*What you will do*
Every line from the start of the entries up to and including the one bearing "Find the framed" must be printed verbatim, without the pictures.

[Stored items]
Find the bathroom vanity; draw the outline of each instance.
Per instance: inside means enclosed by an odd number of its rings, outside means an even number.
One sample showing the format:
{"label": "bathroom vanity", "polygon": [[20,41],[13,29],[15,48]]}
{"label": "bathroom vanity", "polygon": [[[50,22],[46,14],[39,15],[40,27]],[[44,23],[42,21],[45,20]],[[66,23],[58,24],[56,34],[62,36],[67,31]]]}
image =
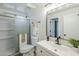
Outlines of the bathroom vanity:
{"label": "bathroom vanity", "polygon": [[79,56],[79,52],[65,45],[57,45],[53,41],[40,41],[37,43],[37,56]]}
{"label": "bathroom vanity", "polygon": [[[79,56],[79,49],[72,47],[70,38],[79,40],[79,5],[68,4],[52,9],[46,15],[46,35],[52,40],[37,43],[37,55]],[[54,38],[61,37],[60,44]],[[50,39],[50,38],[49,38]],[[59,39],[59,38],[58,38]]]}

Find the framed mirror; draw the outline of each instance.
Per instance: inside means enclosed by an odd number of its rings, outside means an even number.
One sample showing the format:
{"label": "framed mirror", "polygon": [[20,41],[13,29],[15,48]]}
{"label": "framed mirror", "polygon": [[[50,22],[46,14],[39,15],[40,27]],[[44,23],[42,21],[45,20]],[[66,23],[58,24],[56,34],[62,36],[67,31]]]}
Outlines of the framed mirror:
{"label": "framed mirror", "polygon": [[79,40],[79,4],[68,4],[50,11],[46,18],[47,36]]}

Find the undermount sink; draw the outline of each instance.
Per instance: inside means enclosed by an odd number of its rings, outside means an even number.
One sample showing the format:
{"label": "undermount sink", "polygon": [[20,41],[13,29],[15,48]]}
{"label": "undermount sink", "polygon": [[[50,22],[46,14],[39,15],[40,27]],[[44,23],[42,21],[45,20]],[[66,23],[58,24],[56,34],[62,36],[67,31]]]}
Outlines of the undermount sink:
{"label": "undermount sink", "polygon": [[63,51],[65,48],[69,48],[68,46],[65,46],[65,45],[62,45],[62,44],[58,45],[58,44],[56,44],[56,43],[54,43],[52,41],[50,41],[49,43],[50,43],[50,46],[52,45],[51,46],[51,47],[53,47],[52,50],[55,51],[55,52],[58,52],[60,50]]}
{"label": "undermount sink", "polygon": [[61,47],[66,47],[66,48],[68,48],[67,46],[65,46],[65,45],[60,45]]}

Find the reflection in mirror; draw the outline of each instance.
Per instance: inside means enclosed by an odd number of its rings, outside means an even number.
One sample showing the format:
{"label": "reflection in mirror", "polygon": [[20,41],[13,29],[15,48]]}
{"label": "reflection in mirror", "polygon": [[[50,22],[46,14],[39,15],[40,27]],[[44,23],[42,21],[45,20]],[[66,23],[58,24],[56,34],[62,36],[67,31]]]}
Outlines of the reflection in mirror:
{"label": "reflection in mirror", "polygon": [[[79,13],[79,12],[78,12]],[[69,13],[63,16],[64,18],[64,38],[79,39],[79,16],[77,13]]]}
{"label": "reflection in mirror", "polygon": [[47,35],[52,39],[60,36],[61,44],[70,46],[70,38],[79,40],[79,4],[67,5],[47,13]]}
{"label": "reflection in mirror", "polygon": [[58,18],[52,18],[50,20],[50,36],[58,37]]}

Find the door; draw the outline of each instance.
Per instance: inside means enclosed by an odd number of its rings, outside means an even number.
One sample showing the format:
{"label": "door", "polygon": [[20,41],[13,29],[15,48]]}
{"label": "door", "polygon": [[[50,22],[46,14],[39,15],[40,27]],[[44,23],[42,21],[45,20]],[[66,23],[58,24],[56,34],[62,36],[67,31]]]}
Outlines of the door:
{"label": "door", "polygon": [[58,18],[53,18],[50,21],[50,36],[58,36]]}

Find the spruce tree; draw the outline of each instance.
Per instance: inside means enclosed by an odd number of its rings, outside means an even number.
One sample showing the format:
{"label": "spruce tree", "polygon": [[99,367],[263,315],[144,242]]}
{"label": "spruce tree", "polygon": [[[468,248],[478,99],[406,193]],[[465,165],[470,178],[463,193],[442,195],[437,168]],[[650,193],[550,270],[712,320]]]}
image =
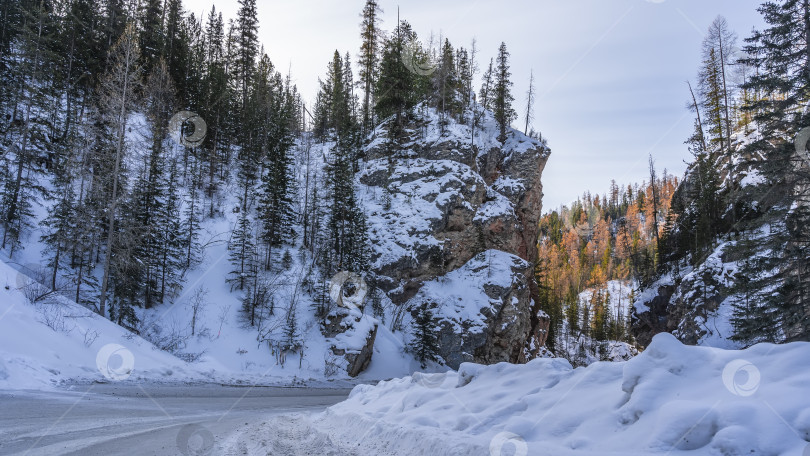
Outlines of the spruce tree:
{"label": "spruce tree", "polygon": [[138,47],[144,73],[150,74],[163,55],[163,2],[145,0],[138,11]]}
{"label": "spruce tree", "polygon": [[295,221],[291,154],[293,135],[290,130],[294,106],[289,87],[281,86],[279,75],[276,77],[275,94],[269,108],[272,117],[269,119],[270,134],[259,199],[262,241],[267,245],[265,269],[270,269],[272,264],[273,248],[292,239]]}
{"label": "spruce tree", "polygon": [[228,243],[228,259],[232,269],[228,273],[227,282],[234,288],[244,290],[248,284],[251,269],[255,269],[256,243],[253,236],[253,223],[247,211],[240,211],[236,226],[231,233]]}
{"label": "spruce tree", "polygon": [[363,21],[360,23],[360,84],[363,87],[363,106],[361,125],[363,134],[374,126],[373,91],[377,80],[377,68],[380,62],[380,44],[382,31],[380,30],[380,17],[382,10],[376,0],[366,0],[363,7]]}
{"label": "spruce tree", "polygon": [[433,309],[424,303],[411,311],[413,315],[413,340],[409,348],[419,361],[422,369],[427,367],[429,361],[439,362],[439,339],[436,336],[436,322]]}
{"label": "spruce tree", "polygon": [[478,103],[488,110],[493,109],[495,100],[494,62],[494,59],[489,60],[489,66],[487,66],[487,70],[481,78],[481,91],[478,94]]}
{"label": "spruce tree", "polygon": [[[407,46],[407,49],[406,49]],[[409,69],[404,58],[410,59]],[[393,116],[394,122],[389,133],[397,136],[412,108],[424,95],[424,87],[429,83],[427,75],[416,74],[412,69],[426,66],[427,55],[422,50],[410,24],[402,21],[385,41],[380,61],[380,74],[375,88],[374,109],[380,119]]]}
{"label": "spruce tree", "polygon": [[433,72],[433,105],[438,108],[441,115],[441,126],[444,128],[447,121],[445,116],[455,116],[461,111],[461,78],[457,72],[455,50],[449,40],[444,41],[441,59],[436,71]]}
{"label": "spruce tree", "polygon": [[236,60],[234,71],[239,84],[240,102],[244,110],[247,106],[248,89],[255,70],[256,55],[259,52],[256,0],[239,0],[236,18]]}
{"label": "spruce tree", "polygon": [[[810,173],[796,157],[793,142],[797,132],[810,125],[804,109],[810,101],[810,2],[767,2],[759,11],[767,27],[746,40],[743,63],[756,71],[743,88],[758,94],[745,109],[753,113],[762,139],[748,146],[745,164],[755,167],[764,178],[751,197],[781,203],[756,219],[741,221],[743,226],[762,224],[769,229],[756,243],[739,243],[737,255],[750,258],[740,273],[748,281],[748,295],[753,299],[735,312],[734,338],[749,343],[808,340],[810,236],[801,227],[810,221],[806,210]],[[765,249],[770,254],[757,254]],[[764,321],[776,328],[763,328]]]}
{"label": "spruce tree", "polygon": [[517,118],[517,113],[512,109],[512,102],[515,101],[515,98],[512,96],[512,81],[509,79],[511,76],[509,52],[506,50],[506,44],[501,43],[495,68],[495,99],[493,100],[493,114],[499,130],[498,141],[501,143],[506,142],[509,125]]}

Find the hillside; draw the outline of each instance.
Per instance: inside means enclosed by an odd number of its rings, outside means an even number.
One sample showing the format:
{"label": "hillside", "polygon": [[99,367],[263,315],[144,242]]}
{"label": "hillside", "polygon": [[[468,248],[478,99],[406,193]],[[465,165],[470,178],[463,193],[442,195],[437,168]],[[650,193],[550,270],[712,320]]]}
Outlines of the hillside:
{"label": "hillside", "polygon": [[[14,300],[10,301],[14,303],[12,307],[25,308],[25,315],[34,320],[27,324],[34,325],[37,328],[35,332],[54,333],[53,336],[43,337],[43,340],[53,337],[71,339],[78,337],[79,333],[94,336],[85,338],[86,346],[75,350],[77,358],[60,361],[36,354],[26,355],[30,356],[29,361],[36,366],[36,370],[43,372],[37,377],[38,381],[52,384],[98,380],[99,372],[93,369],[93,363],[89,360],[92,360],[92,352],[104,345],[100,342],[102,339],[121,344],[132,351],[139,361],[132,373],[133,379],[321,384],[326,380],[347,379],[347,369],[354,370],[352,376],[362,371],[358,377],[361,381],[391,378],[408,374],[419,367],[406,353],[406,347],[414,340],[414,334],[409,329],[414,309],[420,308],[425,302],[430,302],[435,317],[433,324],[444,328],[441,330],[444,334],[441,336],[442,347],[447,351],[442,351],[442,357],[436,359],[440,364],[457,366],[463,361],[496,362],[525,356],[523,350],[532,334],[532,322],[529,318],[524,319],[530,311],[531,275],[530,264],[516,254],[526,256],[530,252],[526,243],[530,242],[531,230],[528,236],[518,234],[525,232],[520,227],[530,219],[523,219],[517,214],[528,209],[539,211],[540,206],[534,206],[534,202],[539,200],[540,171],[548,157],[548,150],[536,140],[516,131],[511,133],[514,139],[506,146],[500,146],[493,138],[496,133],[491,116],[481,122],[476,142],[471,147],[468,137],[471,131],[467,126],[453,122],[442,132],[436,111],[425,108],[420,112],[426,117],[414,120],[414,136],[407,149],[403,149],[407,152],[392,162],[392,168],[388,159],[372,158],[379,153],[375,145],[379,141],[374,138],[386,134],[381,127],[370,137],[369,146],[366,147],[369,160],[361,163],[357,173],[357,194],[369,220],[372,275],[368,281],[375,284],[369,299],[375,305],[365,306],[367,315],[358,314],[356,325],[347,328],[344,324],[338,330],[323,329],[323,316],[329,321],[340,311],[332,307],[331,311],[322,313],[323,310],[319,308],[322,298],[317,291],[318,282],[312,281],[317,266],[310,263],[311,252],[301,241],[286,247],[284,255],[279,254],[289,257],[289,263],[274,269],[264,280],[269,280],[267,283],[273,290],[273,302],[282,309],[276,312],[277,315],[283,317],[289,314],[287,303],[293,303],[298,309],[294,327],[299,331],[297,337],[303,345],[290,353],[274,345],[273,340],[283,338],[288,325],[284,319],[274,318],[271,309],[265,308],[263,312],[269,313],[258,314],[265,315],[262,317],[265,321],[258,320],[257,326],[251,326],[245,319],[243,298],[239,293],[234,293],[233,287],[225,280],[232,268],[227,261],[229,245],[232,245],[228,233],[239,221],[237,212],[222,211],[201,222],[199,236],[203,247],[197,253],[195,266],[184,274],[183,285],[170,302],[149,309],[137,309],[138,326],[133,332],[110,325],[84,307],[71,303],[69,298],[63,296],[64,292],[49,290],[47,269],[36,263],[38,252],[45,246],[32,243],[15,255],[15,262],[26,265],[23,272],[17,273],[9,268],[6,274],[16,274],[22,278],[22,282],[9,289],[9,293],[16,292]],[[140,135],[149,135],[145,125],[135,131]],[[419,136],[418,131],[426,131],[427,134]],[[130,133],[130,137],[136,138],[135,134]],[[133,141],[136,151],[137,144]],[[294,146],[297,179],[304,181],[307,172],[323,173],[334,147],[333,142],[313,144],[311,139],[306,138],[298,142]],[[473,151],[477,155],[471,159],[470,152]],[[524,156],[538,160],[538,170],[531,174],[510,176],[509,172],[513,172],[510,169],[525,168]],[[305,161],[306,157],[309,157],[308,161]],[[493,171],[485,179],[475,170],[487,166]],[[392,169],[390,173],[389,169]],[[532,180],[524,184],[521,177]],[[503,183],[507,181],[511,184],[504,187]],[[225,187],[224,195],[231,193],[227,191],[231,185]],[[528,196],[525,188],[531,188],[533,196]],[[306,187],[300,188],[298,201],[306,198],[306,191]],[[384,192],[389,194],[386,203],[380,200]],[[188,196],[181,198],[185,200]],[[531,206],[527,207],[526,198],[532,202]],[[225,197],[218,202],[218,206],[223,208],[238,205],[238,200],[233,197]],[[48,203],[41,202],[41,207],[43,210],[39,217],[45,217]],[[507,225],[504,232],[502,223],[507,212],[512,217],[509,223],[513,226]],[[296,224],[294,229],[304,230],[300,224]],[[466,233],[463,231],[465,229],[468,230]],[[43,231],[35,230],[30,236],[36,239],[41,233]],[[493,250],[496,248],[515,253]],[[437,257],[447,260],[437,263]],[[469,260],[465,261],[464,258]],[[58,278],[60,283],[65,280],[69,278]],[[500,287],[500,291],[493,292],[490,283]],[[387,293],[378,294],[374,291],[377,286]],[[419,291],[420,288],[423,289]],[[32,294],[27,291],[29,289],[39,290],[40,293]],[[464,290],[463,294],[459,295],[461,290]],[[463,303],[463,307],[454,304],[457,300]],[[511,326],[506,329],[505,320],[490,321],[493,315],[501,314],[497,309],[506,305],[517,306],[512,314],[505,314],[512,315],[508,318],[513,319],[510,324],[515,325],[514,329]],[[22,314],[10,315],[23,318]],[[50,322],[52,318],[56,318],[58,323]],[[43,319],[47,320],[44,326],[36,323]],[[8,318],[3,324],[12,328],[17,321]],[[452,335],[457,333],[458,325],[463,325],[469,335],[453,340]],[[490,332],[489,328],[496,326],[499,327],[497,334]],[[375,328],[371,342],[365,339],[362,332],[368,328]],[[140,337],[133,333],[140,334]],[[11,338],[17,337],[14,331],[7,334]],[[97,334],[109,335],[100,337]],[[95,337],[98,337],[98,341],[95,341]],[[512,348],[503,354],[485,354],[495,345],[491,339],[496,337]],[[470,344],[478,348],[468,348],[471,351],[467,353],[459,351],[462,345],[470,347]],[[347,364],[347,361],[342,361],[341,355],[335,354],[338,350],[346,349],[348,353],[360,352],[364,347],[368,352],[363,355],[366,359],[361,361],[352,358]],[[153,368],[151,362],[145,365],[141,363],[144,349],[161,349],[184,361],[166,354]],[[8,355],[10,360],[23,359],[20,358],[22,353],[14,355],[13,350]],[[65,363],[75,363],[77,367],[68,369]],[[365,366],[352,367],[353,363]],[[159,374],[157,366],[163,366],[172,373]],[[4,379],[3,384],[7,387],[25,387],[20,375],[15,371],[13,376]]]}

*Expected answer*
Find the bathroom vanity; draw the outline of each instance.
Per instance: inside means enclosed by an odd number of its rings, outside means an even number.
One sample showing the format:
{"label": "bathroom vanity", "polygon": [[20,41],[13,29],[15,48]]}
{"label": "bathroom vanity", "polygon": [[[50,22],[46,14],[39,15],[40,27]],[[44,23],[42,21],[45,20]],[[66,23],[58,24],[56,34],[62,36],[67,31]]]}
image =
Outlines of the bathroom vanity:
{"label": "bathroom vanity", "polygon": [[79,56],[79,52],[65,45],[57,45],[53,41],[40,41],[37,43],[37,56]]}
{"label": "bathroom vanity", "polygon": [[[79,56],[79,49],[72,47],[70,38],[79,40],[79,5],[68,4],[52,9],[46,15],[46,35],[52,40],[37,43],[37,55]],[[54,38],[61,37],[60,44]],[[50,39],[50,38],[49,38]],[[59,39],[59,38],[58,38]]]}

Find the framed mirror; draw the outline of each instance.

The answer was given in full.